Brief: Write out only the entries from the line with "Note to the class: find the indoor" up to and including the last line of the entries. Substitute "put a dot" for "drop a marker" and keep everything else unchanged.

* * * *

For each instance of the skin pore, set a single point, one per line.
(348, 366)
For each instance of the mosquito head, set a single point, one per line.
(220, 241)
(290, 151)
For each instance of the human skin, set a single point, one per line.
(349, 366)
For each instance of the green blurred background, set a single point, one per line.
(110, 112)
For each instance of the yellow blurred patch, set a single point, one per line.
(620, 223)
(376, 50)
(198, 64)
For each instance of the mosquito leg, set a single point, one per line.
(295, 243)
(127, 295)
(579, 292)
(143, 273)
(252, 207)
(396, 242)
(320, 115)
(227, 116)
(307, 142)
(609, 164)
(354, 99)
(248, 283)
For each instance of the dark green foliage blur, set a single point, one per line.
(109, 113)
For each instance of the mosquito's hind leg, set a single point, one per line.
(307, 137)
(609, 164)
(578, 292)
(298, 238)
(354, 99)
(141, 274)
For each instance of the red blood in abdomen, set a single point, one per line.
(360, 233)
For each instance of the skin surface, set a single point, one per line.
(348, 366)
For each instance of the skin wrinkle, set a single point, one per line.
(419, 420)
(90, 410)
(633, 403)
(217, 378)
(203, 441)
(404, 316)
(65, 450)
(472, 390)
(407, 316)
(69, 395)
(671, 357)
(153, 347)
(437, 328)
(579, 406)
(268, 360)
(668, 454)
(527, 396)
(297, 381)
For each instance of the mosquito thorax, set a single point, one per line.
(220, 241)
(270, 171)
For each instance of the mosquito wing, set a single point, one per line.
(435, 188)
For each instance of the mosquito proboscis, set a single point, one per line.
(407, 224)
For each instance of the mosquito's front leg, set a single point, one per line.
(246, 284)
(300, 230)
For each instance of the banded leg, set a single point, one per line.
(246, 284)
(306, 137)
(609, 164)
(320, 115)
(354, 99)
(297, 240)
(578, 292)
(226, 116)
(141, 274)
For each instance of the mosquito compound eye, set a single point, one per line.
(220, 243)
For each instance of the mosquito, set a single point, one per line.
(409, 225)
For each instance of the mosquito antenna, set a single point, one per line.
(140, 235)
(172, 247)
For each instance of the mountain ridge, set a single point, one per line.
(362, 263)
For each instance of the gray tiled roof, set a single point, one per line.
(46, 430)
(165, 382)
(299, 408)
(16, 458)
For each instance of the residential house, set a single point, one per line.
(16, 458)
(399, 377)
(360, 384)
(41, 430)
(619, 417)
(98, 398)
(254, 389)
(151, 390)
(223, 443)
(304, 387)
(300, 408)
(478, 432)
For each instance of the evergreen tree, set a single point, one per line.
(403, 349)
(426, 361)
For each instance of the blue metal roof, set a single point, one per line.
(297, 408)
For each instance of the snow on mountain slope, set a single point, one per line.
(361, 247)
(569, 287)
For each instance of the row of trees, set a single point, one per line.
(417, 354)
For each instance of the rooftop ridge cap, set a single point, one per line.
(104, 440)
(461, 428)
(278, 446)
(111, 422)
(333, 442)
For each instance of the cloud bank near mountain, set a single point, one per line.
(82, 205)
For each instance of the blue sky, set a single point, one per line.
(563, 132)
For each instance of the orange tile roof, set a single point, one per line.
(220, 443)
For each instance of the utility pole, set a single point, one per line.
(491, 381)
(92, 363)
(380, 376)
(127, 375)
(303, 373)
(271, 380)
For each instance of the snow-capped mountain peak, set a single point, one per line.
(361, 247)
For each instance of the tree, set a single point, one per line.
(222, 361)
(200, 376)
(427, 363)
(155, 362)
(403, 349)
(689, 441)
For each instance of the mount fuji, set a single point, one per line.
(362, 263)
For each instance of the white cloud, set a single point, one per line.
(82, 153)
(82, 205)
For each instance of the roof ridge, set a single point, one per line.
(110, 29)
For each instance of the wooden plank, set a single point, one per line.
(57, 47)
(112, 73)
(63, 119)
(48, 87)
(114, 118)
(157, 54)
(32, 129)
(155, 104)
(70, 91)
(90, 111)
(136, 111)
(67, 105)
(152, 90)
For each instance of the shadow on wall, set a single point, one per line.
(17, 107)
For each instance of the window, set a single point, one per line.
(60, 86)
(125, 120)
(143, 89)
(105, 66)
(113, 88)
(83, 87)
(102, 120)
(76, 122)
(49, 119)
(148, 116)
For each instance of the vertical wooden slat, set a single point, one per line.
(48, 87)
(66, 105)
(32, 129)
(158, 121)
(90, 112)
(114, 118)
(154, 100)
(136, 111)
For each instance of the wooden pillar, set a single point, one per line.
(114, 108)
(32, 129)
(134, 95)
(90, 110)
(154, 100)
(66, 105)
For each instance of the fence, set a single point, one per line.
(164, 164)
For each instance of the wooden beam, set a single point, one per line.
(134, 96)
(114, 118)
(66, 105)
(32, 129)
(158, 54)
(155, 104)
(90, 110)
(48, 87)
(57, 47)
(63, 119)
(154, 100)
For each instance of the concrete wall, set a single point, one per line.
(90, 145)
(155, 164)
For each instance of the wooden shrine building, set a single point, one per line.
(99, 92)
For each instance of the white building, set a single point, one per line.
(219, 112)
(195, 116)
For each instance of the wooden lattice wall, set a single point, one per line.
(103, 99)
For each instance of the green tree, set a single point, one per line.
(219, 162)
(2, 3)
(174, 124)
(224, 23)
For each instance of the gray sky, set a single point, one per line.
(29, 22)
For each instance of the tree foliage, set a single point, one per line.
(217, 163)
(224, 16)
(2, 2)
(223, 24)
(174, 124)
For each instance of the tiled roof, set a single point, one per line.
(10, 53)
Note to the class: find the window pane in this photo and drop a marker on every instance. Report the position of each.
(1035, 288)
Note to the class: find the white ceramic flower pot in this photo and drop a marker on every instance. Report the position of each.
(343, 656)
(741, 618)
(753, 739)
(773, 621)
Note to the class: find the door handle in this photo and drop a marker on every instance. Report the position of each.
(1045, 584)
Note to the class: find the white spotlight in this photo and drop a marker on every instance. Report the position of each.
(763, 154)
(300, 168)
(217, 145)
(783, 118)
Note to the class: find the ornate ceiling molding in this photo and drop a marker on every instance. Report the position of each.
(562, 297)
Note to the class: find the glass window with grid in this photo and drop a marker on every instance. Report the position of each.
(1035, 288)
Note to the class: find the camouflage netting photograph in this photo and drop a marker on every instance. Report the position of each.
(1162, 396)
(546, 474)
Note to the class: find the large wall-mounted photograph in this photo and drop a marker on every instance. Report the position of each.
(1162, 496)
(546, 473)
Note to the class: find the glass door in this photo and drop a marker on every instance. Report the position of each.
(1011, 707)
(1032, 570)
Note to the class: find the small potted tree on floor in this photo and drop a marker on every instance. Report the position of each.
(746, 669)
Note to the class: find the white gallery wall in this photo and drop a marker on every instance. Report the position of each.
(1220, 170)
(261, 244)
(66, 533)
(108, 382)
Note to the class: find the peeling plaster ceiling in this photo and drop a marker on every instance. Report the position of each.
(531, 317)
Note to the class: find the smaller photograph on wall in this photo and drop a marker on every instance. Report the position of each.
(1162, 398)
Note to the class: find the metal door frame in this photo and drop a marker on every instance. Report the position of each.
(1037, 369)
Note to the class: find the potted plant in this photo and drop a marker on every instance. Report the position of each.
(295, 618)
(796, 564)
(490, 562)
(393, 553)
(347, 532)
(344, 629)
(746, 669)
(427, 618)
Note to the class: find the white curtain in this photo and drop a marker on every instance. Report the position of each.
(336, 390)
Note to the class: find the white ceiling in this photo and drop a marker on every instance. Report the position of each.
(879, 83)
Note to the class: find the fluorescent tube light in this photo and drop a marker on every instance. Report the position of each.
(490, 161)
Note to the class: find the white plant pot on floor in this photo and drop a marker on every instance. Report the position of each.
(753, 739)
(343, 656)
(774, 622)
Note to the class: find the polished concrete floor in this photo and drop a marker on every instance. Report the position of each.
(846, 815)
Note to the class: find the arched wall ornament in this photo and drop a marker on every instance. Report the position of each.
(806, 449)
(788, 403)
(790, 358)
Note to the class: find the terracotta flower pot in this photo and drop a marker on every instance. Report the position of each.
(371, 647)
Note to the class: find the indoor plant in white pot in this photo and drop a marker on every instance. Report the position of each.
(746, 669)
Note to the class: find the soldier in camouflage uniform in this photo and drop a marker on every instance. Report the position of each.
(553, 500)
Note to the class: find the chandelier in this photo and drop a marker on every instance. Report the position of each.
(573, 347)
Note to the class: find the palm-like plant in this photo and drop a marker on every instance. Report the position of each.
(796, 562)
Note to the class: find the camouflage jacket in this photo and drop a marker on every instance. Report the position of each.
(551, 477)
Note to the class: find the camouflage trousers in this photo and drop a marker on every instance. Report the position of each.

* * * *

Completed task:
Note to the class: find the indoor plant in white pot in this photo and put a dot on every instance. Report the position of each.
(746, 669)
Note to the class: find the soldier in camouflage uniform in this photo and put a dot on every instance. Report the position of each.
(553, 500)
Note to the class: find the chandelier in this photo and put a dot on every instance. Report the position of each.
(573, 347)
Note to the class: find the palm-like plant in this photo and put a dot on every instance. Report the position of each.
(796, 562)
Note to the class: find the camouflage jacket in this photo and put a dot on every instance. Report the position of each.
(551, 477)
Note to the class: find the camouflage trousers in this photo and put a dot on every instance. Report the position of each.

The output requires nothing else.